**TEXTE CHOISI:**
---

4.3. Deux directions pour les fondements de la physique quantique

On peut considérer que, du point de vue de la compréhension fondamentale, la physique quantique s'est développée, depuis sa fondation, dans deux directions. La première, et la plus vaste en termes de richesse de contenus de connaissances, est celle de la structure de la matière atomique et subatomique, avec l'étude des champs fondamentaux. C'est un domaine immense dont nous ne dirons que quelques mots : on y applique la mécanique quantique, prise pour cadre théorique et conceptuel, et on la prolonge en des théories dynamiques dont l'avenir seul saura si elles bouleverseront les idées fondamentales de la physique dans une voie encore différente de celle des conceptions quantiques actuelles. La seconde direction est celle des approfondissements de la connaissance des phénomènes «ordinaires» de la physique quantique. Les travaux réalisés dans ces deux directions ont éminemment contribué à modifier l'intelligibilité de ces phénomènes par l'acquisition d'une pratique de la pensée quantique dont on vient d'évoquer quelques effets. Mais c'est surtout la seconde voie, celle de l'approfondissement, qui a permis de mieux comprendre les contenus physiques effectifs des grandeurs quantiques et des concepts correspondants.
Il était habituel, depuis les débuts de la mécanique quantique, d'envisager les problèmes d'interprétation, conceptuels, théoriques et même philosophiques, en invoquant certains phénomènes simples qui illustrent directement les questions soulevées. Il pouvait s'agir d'expériences effectivement réalisées comme celles d'interférences par diffraction sur un diaphragme à double fente, ou d'expériences de pensée comme celle d'Einstein sur les systèmes quantiques corrélés à distance (corrélations «EPR»). Les progrès expérimentaux, parfois aidés d'approfondissements de l'argumentation théorique (comme le théorème de Bell sur la localité), ont permis de mettre en évidence, pour ainsi dire, «de nouveaux phénomènes dans les anciens».

---

**MATÉRIEL FOURNI:**

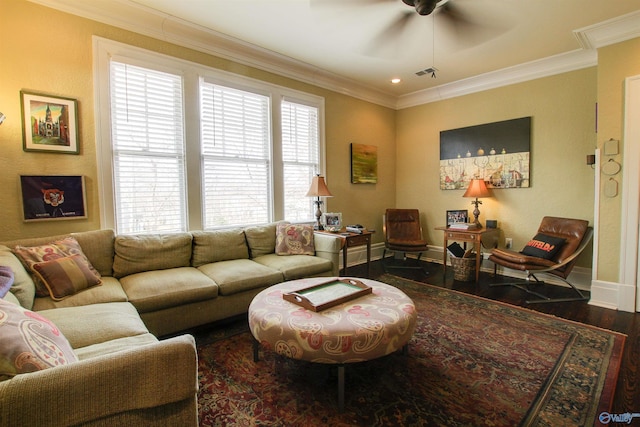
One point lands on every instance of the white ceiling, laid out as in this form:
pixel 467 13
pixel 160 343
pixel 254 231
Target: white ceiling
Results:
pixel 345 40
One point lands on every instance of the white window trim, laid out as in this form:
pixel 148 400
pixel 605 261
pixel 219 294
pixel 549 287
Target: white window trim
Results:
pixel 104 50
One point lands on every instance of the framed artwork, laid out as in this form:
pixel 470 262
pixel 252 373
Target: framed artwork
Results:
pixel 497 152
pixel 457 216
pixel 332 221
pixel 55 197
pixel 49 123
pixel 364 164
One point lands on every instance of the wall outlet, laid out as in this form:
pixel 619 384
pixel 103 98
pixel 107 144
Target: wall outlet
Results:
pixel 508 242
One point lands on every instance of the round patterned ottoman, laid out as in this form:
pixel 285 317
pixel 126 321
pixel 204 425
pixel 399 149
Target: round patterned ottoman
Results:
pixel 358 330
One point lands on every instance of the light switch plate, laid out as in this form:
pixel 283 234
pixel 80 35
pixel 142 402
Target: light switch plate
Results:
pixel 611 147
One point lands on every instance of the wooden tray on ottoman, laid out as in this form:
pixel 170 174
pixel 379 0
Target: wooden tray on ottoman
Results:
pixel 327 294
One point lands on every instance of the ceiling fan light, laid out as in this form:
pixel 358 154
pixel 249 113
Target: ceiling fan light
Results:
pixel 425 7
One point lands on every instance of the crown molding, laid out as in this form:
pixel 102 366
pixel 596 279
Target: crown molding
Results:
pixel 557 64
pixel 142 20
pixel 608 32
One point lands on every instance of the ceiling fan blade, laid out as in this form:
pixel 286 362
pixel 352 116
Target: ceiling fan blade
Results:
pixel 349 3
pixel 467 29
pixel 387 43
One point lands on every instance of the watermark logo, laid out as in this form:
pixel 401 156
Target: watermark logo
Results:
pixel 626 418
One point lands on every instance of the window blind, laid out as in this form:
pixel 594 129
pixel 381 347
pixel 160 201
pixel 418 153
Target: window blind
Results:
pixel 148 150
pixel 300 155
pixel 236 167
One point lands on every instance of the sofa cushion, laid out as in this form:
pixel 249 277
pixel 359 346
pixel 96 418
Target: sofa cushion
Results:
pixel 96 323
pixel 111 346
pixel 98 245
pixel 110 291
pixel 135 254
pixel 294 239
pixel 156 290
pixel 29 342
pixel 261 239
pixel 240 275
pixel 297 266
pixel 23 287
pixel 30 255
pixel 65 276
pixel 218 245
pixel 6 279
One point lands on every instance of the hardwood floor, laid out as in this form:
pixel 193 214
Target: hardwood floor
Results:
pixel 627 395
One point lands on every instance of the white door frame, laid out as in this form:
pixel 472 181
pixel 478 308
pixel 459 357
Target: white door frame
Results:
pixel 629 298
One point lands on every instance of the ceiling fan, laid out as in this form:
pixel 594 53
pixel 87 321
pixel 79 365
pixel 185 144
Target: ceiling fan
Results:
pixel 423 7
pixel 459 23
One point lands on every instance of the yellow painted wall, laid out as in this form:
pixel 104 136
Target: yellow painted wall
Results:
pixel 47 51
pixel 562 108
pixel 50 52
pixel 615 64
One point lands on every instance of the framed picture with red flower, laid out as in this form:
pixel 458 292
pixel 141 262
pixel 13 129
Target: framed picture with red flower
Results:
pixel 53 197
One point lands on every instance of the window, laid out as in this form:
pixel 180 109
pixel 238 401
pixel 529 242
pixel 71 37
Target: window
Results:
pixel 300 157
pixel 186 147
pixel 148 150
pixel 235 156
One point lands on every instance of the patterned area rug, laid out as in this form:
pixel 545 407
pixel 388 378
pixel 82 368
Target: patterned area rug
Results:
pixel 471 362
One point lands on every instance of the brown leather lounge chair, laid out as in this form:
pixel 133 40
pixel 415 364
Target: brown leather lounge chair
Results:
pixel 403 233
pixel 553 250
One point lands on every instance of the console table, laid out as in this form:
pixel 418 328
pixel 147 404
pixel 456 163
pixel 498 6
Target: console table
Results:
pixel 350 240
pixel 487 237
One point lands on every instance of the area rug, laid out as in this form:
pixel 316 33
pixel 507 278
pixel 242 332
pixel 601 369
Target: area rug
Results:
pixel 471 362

---

**PROBLÈMES:**
1/ D'après le texte sur les fondements de la physique quantique, quelle voie a surtout permis de mieux comprendre les contenus physiques effectifs des grandeurs quantiques ?
2/ Poursuivez le texte sur les fondements de la physique quantique après sa dernière phrase.

**LES RÉPONSES:**
1/ C'est la seconde voie, celle de l'approfondissement de la connaissance des phénomènes « ordinaires » de la physique quantique.

2/
C'est ainsi que des résultats d'expériences extrêmement précises ont pu être obtenus sur des propriétés quantiques considérées jusqu'alors seulement de manière implicite, sans avoir été testées directement. La non-séparabilité locale n'était qu'un caractère du formalisme quantique qui restait optionnel du point de vue des phénomènes, avant de devenir un fait physique avéré par les expériences de corrélation à distance. La diffraction de particules quantiques sur un diaphragme à double fente s'avéra être une propriété des systèmes quantiques individuels lorsqu'il fut possible de les réaliser avec des faisceaux d'intensité très atténuée, où les «particules» sont séparées par des intervalles de temps suffisants pour que l'on soit sûr qu'elles arrivent une à une. L'indiscernabilité des particules identiques, postulée ou conçue comme une propriété formelle, s'est manifestée par des effets physiques directs comme la condensation de Bose-Einstein, accumulation d'un grand nombre d'atomes identiques dans le même état jusqu'au niveau macroscopique. Les expériences de décohérence, réalisées récemment, permettent de visualiser une superposition d'états en relation à des systèmes mésoscopiques dans une situation de mesure par un appareil classique, avant la perte dissipative d'information par l'interaction dans le milieu ambiant. Tous ces résultats contribuent à préciser le sens des concepts et des grandeurs quantiques que les phénomènes correspondants impliquent, obligeant à associer des évidences factuelles, et des contenus physiques conçus en termes de propriétés de systèmes, à des propriétés «formelles» dont l'interprétation restait jusqu'alors optionnelle ou problématique.
D'autres questions portant sur les aspects fondamentaux de la mécanique quantique ont également suscité des travaux nombreux et des discussions permanentes : ce sont, d'une part, le problème de la mesure des systèmes quantiques, et, d'autre part, les théories alternatives à la mécanique quantique au sens strict.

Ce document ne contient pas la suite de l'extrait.